GIVEN TEXT:
┄┄┄┄┄┄

# BGE Questions



## 401 Cay (Sep 30, 2007)

I was wondering what the highest temp most of you achieve on your Egg.. I have had mine to 700 a few times but 600-650 seems to be the peak most of the time.. I have heard people getting them up over 1000 degrees.. just wondering what yall can tell me. I know some of you have been using eggs for some time.. any tips from the pros?


----------



## boggs187 (Jun 23, 2008)

Ive had mine up to 700 a few times. Your gasket life will be shorter though with those high temps. You can get the eggceleratorthat attaches to the bottom vent to push more air through for higher temps. I just usean old hairdryer it fits perfectlyin the bottom vent.


----------



## Hot Reels (Oct 3, 2007)

Different brands of woods burn hotter/colder. BGE brand is good to 650-700. Also the larger the pieces the hotter it gets without adding additional air. I will have new charcoal in on Monday called Dragon Breath that is suposto be hotter. I will test it and let yall know. I will be selling it for the same price as BGE ($20 for a 20lb bag). 

Thanks

Sky


----------



## collardncornbread (Sep 28, 2009)

What does the BGE sell for now. I have just about had it with having to replace electric smoker elements. And I hear the egg is tops. and who do yall recomend to buy the egg from in the p-cola area??


----------



## wareagle50 (Aug 2, 2008)

The best place to buy a Big Green Egg is Escambia Electric bar none. I think he sells the Large egg for around 580.00 or so, which is about 200.00 dollars cheaper than any place in P'cola. He also has great deals on all of the accessories.


----------



## Floppy (May 29, 2008)

> *wareagle50 (12/20/2009)*The best place to buy a Big Green Egg is Escambia Electric bar none. I think he sells the Large egg for around 580.00 or so, which is about 200.00 dollars cheaper than any place in P'cola. He also has great deals on all of the accessories.

┄┄┄┄┄┄

SUPPLIED INFORMATION:

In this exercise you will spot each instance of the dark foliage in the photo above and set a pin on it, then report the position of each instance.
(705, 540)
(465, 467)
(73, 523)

┄┄┄┄┄┄

REQUESTS:
1. Condense the paragraph beginning "Different brands of woods burn hotter/colder" in the Big Green Egg thread into a short bulleted list that keeps its main facts.
2. Write the next part of the Big Green Egg thread, picking up after the last post shown.
The material comes from a different source than the Big Green Egg thread.

ANSWERS TO THE TASKS:
1.
- Different brands of wood burn hotter or colder; the BGE brand is good to 650–700.
- Larger pieces get hotter without adding extra air.
- A new charcoal called Dragon Breath, supposed to burn hotter, arrives Monday and will be tested, with results shared.
- It will sell for the same price as BGE: $20 for a 20 lb bag.

2.
That is, without a doubt, the best price I have ever heard of..............................................


----------



## Floppy (May 29, 2008)

> *collardncornbread (12/19/2009)*What does the BGE sell for now. I have just about had it with having to replace electric smoker elements. And I hear the egg is tops. and who do yall recomend to buy the egg from in the p-cola area??


Nothing else on the market cooks like an egg other than perhaps the original 'Kamoda'. You won't be sorry if you pursue the purchase. Little bit of a hassle but nothing else I've ever cooked on can produce the same outcome. Do yourself a favor, cook with pecan ......................you'll never go back!


----------



## Whalerkid (Oct 25, 2007)

If you want to get above 700 degrees, load with charcoal up to the top of the firebox and light. (I use the BGE electric starter). Get a box fan or similar and place it in front of the egg. Open the bottom damper and leave the top off. Move the fan before you put your meat on. Be careful when opening the lid. The forced air seems to accelerate the temperature fast. BGE even sells a small fan that attached to the bottom damper for lighting it faster.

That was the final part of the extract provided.